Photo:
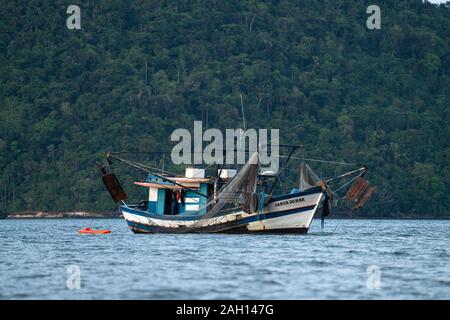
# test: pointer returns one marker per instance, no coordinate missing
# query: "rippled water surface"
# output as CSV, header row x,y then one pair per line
x,y
345,261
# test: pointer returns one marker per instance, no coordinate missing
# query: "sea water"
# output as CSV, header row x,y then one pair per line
x,y
349,259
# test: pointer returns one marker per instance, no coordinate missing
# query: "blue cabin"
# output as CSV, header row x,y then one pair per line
x,y
186,195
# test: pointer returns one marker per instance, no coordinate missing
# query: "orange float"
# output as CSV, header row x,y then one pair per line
x,y
93,231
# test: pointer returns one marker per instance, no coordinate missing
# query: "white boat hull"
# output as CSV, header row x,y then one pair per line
x,y
291,213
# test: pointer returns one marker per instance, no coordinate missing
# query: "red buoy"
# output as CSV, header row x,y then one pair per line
x,y
92,231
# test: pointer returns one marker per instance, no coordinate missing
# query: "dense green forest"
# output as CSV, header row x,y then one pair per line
x,y
139,69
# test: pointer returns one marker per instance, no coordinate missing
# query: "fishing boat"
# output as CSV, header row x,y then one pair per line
x,y
231,201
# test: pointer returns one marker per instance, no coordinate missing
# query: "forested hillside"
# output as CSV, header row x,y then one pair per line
x,y
139,69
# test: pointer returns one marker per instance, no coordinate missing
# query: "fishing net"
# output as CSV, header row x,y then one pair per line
x,y
238,192
307,178
359,192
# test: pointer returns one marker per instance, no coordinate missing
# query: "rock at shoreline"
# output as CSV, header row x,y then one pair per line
x,y
60,215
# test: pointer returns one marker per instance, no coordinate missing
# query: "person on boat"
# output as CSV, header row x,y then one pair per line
x,y
176,196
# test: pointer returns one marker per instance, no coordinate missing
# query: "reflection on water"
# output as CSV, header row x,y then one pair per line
x,y
410,259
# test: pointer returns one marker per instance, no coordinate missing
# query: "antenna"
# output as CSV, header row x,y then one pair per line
x,y
242,108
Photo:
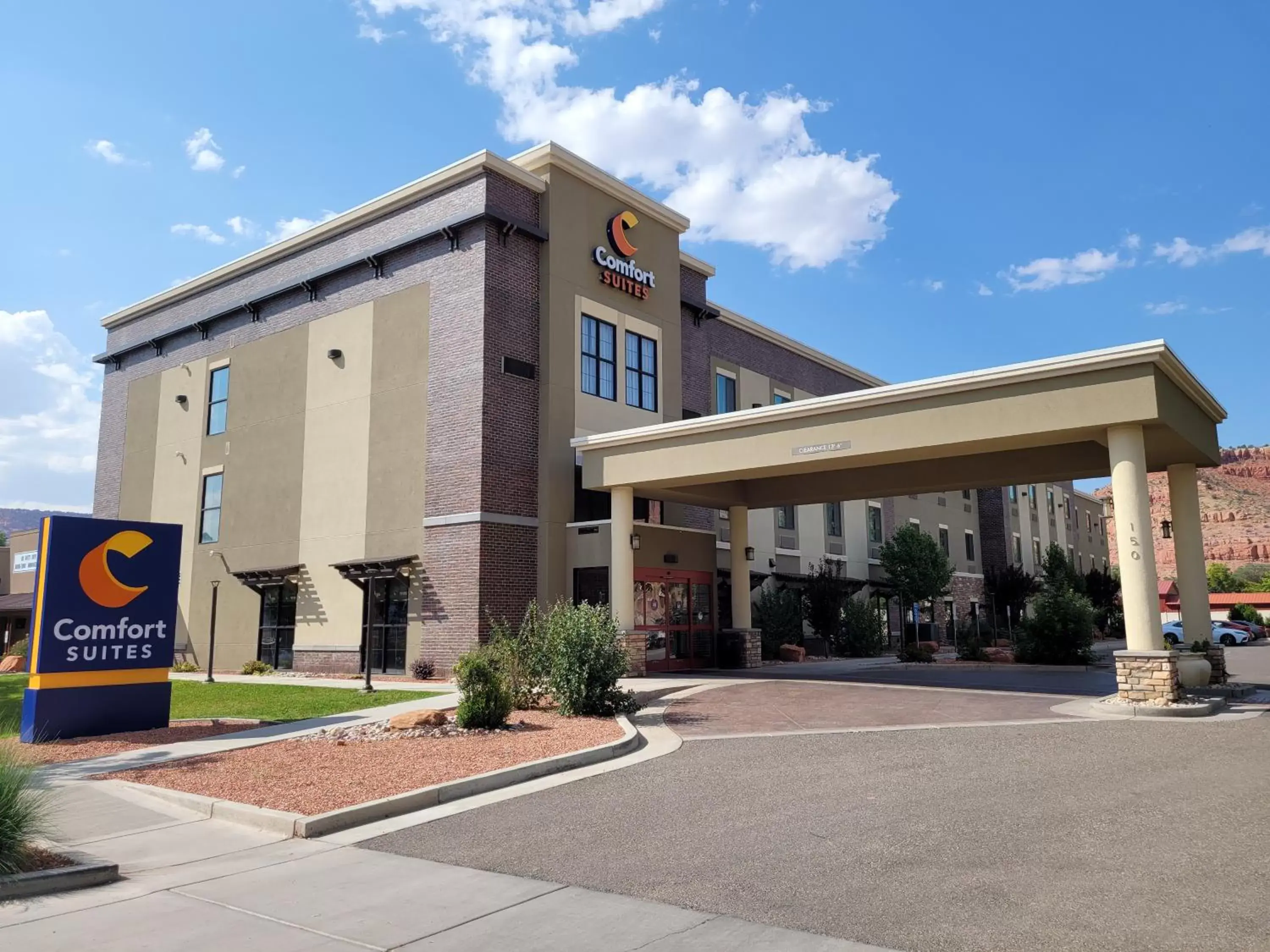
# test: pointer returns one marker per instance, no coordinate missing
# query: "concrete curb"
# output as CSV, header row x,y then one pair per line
x,y
290,824
87,871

Work to do -
Reproduce every line above as written, skipping pictures.

Response to the task -
Photo:
# test: pointer returns one marker per instance, no coordinate missing
# query: "rippled water surface"
# output as CSV, header row x,y then one pair per line
x,y
345,261
# test: pointer returns one marker per instance, no coordinate missing
# query: "sea water"
# output as CSV, header row x,y then one pair per line
x,y
349,259
# test: pointer returns one marker per instance, no coordinate missing
# query: "blue cabin"
# output as CSV, header row x,y then one pair per line
x,y
186,195
# test: pointer returns one marker per instance, no coordinate missing
# query: "orange float"
# output as CSV, header row x,y then one pair per line
x,y
93,231
# test: pointer returns one marker per instance, no coordinate missing
# query: "white boat hull"
# output as CSV, header row x,y then one pair per line
x,y
291,213
# test: pointer returns one marker per instance, no coordinate missing
# query: "red buoy"
# output as CSV, header row x,y then one pair per line
x,y
92,231
# test: pointer returns one marker per instance, no coordinate missing
# query: "dense green forest"
# output as CSV, header row x,y then one pair per line
x,y
139,69
# test: pointer returns one marker per instance, no coordinate missing
# query: "fishing boat"
# output as CSV, header row x,y then one pair per line
x,y
231,201
# test: pointer returns one marker per instance, no coordinate missing
# query: "forested hillside"
# output as CSV, header row x,y then one pair per line
x,y
139,69
# test: pointer returns one marker per instance, no coordinate missing
# query: "fishing net"
# output as CSV, header row x,y then one pair per line
x,y
238,192
307,178
359,192
# test: pointer returns one marker per instance, no coordinate missing
# query: "rock at shoreline"
# output as CSV, header row x,y then one pair per line
x,y
60,215
# test: pointer returns one marker per instance, no coordinate missing
# query: "person on boat"
# output as CSV, header row x,y then one pair per line
x,y
176,196
# test: pointer returns one marker per instance, no coordinate missing
# query: "reflection on water"
# output as CSV, header row x,y then one pair per line
x,y
410,259
# test: pointer returns one marker per instance, no coordinate missing
# query: "antenna"
# output as CSV, header row x,y then one pair per line
x,y
242,108
Photo:
# test: pointer returns one marker per instance, no coordinate missing
# query: "concrete curb"
# output as CSV, header row x,y then one pair per line
x,y
290,824
87,871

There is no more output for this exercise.